Report every line below that contains the string "necklace", matching case exactly.
*-*-*
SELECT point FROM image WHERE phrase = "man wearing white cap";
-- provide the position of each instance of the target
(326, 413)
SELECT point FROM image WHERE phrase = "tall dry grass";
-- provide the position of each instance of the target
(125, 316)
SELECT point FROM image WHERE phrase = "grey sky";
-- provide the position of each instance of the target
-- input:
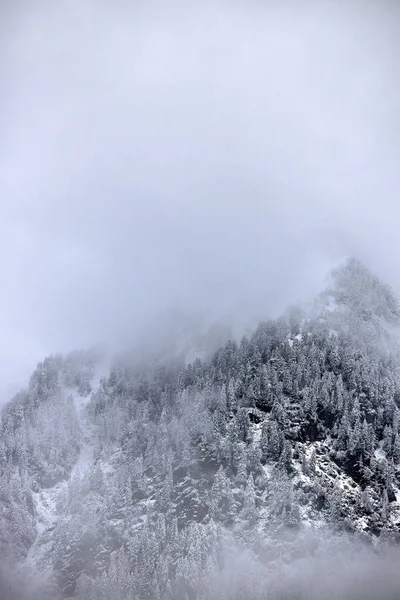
(217, 156)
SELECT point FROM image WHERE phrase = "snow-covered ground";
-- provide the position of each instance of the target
(46, 500)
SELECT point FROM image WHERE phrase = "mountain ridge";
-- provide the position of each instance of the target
(295, 428)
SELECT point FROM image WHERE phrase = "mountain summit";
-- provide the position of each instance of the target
(136, 480)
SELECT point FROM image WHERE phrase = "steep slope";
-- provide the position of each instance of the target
(136, 482)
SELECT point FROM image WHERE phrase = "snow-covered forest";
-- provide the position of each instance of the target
(219, 478)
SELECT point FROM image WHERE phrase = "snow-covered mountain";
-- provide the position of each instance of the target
(148, 479)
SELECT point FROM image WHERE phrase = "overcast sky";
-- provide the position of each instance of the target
(218, 156)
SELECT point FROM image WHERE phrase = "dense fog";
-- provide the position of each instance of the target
(214, 157)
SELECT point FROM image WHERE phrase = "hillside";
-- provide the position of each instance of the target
(146, 479)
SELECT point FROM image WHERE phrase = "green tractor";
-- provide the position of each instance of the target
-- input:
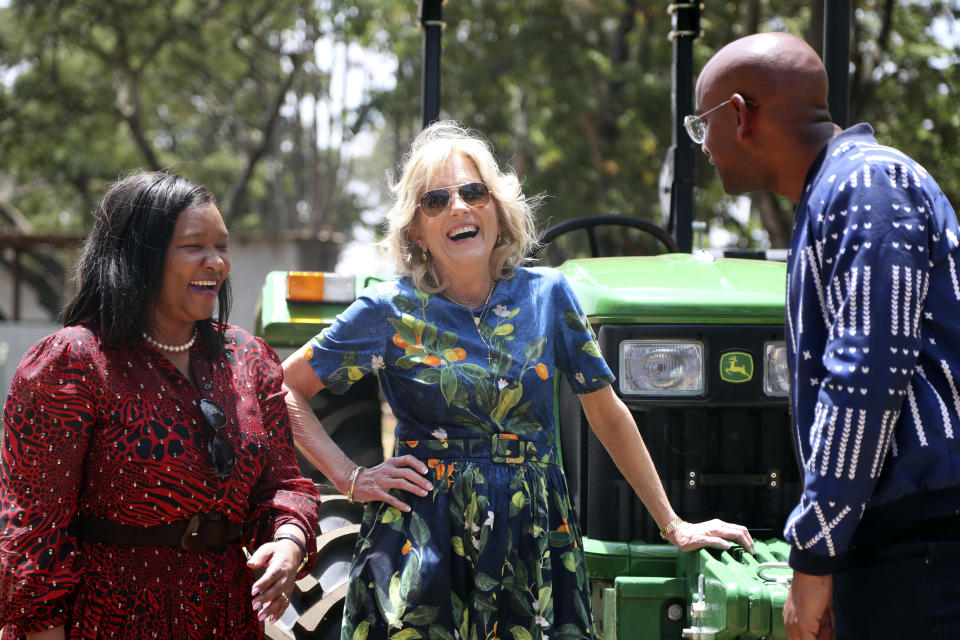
(696, 341)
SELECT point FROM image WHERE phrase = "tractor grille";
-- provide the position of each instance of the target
(727, 454)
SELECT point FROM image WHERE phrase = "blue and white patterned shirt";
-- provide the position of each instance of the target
(873, 335)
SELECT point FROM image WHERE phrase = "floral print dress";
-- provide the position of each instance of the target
(494, 550)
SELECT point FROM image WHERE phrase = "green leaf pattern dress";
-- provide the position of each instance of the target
(494, 550)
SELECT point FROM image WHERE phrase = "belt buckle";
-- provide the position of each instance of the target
(508, 448)
(195, 538)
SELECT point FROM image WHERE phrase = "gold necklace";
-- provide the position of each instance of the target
(478, 319)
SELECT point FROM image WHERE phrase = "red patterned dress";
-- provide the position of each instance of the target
(117, 434)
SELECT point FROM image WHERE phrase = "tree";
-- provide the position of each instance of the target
(213, 89)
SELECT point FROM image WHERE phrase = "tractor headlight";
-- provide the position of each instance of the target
(776, 376)
(654, 367)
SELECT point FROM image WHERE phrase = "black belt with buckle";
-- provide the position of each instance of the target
(205, 532)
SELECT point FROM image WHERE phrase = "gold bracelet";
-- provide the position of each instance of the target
(353, 481)
(300, 545)
(672, 526)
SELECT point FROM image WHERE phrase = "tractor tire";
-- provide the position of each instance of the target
(353, 422)
(316, 605)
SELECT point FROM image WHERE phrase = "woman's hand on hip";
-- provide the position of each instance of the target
(406, 473)
(271, 591)
(717, 534)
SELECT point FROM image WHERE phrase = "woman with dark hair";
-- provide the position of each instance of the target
(147, 445)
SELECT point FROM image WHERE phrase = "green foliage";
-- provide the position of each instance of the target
(575, 95)
(211, 89)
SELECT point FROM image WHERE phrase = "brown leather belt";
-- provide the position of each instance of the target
(203, 533)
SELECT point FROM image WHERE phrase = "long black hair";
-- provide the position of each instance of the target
(120, 271)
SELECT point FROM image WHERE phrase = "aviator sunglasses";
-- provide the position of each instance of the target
(222, 455)
(436, 201)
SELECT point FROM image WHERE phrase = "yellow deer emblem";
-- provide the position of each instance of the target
(736, 367)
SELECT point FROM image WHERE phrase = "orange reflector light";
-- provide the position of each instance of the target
(315, 286)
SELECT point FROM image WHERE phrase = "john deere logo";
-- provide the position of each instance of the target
(736, 366)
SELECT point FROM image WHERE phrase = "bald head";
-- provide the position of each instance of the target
(777, 118)
(775, 69)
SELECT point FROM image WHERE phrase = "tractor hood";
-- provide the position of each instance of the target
(679, 288)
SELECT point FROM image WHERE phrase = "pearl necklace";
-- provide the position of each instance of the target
(173, 348)
(478, 319)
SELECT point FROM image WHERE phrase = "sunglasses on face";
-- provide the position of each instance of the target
(696, 126)
(222, 454)
(436, 201)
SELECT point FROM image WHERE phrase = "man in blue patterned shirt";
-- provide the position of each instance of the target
(872, 320)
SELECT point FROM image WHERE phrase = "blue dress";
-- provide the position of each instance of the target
(494, 550)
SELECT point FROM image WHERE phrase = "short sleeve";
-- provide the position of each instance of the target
(282, 495)
(353, 346)
(578, 354)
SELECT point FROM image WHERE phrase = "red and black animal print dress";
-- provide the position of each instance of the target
(117, 434)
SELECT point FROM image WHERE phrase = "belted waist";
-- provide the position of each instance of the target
(504, 448)
(205, 532)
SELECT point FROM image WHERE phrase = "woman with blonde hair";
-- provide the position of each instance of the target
(469, 530)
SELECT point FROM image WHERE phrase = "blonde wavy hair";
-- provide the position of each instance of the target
(427, 154)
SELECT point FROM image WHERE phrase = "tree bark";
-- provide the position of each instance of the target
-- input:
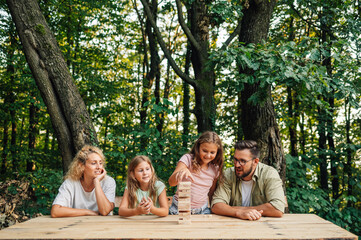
(33, 132)
(186, 107)
(292, 123)
(258, 121)
(68, 113)
(5, 140)
(205, 109)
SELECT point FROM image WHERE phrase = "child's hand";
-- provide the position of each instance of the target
(102, 174)
(184, 174)
(150, 203)
(144, 207)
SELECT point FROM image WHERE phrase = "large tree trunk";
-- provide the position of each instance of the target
(292, 122)
(33, 132)
(5, 140)
(186, 96)
(205, 109)
(258, 121)
(68, 113)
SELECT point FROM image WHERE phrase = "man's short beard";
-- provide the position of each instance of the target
(245, 174)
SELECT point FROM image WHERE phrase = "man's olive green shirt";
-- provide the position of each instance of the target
(267, 188)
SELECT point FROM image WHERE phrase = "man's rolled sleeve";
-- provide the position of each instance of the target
(274, 191)
(223, 191)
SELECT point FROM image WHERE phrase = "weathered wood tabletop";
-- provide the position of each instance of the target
(290, 226)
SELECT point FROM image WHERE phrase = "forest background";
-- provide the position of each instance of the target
(147, 77)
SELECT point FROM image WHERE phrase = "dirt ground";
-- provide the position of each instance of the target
(13, 196)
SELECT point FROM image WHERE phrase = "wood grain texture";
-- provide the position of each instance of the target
(290, 226)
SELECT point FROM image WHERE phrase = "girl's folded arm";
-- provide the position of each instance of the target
(162, 211)
(179, 173)
(124, 209)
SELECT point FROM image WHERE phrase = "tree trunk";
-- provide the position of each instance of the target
(258, 121)
(68, 113)
(154, 71)
(348, 166)
(33, 131)
(186, 107)
(4, 154)
(292, 123)
(321, 128)
(13, 145)
(205, 109)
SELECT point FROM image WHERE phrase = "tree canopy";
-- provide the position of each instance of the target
(152, 75)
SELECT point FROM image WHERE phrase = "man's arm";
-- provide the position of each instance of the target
(245, 213)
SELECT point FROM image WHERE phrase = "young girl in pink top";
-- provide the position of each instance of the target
(203, 166)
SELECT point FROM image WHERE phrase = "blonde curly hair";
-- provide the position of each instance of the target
(133, 184)
(75, 171)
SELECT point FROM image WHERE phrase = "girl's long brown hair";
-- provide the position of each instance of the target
(133, 185)
(208, 137)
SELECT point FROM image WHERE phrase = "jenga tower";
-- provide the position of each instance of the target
(184, 202)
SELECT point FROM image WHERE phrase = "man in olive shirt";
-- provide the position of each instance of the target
(250, 189)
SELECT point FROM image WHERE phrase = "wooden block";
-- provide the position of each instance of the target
(184, 193)
(184, 185)
(185, 215)
(184, 206)
(184, 221)
(184, 200)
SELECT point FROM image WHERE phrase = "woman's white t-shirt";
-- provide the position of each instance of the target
(71, 194)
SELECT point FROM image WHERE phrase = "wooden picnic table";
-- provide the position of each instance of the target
(290, 226)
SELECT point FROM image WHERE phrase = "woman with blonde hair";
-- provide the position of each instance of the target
(87, 189)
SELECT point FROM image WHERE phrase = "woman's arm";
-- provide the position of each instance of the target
(180, 172)
(60, 211)
(104, 205)
(162, 211)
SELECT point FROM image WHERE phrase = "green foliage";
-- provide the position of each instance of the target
(44, 184)
(304, 196)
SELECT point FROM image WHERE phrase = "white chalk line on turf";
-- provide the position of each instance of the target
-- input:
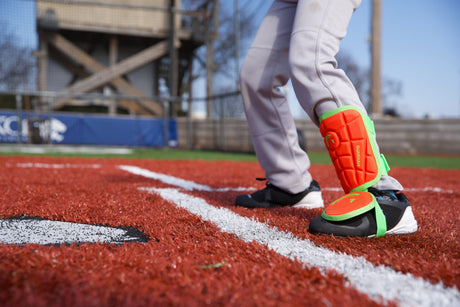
(375, 281)
(190, 185)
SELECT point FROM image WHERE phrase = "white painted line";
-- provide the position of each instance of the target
(37, 231)
(375, 281)
(178, 182)
(190, 185)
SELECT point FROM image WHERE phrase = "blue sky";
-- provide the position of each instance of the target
(420, 41)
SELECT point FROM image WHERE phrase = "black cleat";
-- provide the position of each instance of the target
(272, 196)
(395, 206)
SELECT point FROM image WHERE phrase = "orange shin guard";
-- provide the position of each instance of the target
(349, 137)
(354, 204)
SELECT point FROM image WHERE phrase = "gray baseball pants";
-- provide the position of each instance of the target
(297, 40)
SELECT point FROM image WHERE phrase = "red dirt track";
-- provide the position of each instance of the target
(190, 262)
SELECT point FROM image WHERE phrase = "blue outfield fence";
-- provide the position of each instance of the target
(86, 130)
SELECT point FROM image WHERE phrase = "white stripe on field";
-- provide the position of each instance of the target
(178, 182)
(375, 281)
(54, 165)
(190, 185)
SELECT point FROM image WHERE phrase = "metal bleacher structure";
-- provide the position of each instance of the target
(116, 47)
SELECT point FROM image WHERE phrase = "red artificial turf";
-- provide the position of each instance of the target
(188, 262)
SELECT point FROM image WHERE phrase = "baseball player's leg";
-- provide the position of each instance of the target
(264, 70)
(330, 99)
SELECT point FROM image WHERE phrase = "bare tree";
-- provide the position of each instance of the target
(360, 77)
(16, 63)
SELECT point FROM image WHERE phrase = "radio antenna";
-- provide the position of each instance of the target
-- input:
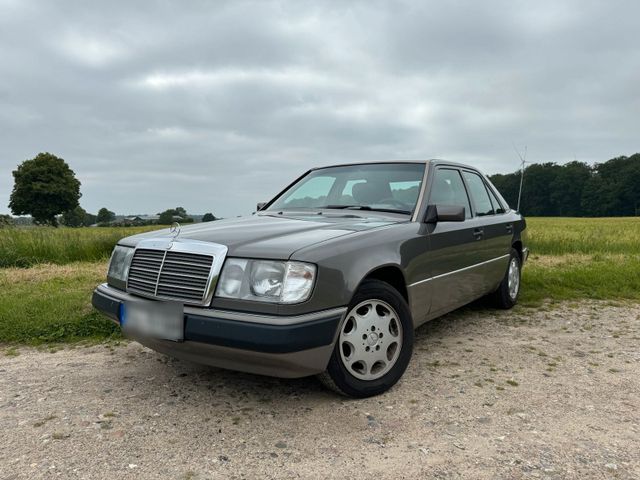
(523, 159)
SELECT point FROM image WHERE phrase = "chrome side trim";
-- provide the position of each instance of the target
(459, 270)
(418, 206)
(230, 315)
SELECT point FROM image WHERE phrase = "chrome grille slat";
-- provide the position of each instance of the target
(172, 275)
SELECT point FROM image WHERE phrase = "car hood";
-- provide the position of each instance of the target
(275, 236)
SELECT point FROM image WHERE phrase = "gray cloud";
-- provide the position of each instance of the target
(217, 105)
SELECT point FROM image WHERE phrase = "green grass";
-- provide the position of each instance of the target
(559, 236)
(575, 277)
(571, 259)
(52, 303)
(27, 246)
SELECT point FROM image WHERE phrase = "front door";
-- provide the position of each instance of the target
(453, 246)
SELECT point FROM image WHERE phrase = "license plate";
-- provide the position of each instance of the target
(163, 320)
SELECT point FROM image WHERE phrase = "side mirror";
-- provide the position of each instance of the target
(444, 213)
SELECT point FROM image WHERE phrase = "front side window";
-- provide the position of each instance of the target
(448, 189)
(479, 194)
(392, 187)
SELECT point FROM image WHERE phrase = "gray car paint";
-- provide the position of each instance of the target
(443, 265)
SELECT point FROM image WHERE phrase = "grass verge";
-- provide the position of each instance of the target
(28, 246)
(52, 303)
(572, 259)
(575, 277)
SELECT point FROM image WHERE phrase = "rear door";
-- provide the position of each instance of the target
(496, 230)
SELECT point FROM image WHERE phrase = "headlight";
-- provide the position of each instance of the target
(119, 265)
(266, 280)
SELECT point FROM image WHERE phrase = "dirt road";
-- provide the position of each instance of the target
(546, 393)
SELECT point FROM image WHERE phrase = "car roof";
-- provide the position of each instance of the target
(432, 161)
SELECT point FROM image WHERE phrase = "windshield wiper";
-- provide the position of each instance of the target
(365, 207)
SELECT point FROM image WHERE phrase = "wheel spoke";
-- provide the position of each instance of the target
(370, 339)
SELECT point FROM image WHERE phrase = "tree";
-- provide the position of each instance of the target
(171, 215)
(75, 217)
(105, 216)
(44, 187)
(6, 221)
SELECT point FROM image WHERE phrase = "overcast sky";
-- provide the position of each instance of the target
(217, 105)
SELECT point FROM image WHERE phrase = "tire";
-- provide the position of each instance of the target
(506, 296)
(374, 343)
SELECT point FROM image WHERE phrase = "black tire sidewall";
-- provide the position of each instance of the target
(505, 300)
(345, 381)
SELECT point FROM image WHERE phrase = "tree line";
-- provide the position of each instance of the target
(47, 189)
(576, 189)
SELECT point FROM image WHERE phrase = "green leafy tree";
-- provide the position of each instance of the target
(6, 221)
(74, 218)
(171, 215)
(105, 216)
(89, 219)
(44, 187)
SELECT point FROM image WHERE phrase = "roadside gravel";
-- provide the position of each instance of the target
(547, 393)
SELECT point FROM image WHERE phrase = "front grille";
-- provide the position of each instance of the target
(170, 275)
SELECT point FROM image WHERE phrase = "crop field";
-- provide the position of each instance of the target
(47, 275)
(28, 246)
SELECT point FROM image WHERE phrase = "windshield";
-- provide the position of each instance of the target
(391, 187)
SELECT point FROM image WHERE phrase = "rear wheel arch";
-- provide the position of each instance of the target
(517, 245)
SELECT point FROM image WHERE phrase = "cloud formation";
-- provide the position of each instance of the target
(217, 105)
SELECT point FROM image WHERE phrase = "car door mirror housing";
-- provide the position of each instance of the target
(444, 213)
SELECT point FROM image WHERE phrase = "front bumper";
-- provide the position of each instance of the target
(281, 346)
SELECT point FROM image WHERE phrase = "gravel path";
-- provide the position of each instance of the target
(546, 393)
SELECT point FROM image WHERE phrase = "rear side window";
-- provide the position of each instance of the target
(448, 189)
(497, 206)
(479, 194)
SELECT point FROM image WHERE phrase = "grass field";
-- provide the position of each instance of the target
(571, 259)
(27, 246)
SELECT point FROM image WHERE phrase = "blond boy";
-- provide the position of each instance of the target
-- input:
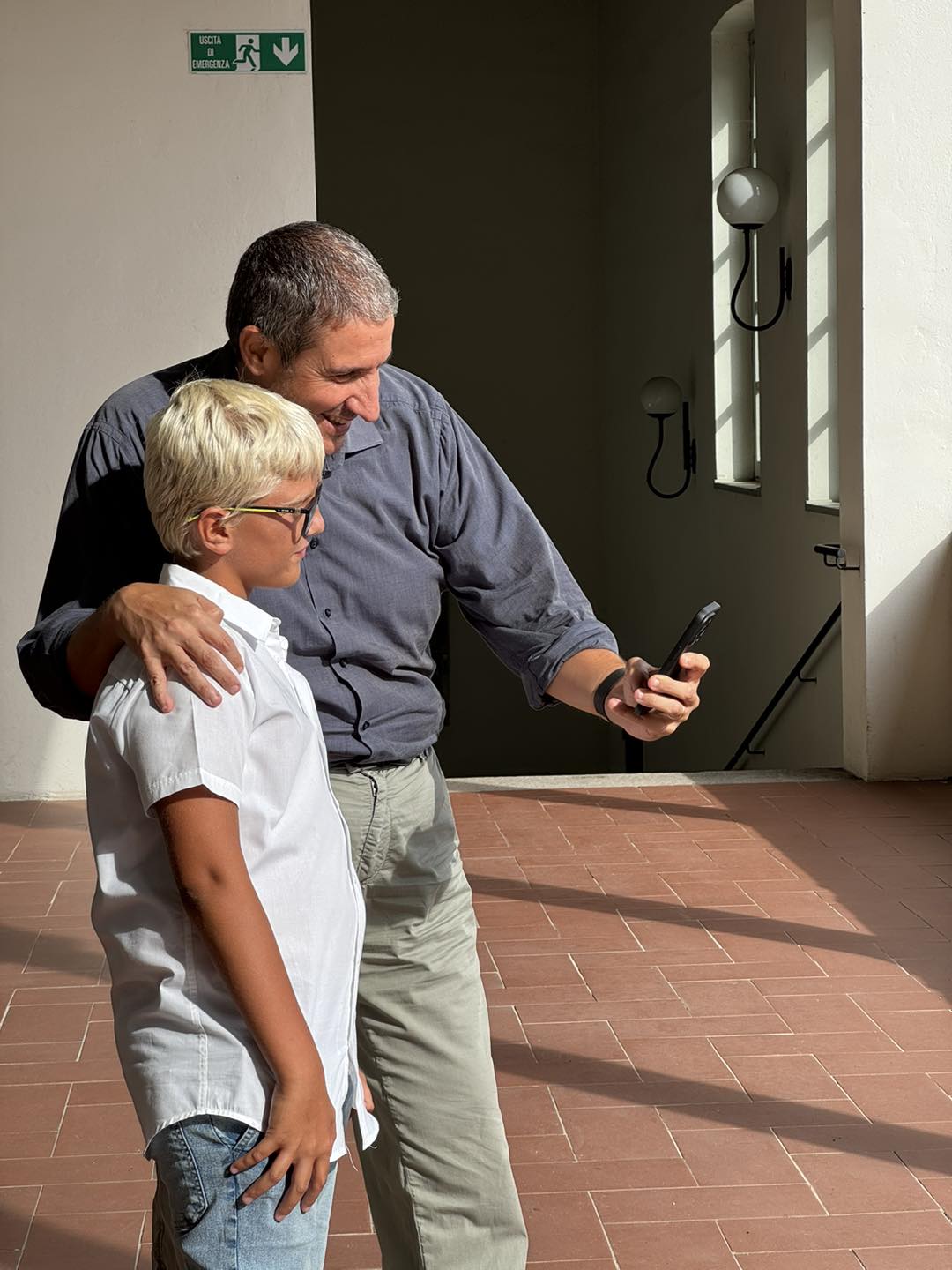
*-*-*
Written reply:
SELECT point FROM image WHERE phrase = "gold necklace";
SELECT point FROM image WHERE phrase = "pearl necklace";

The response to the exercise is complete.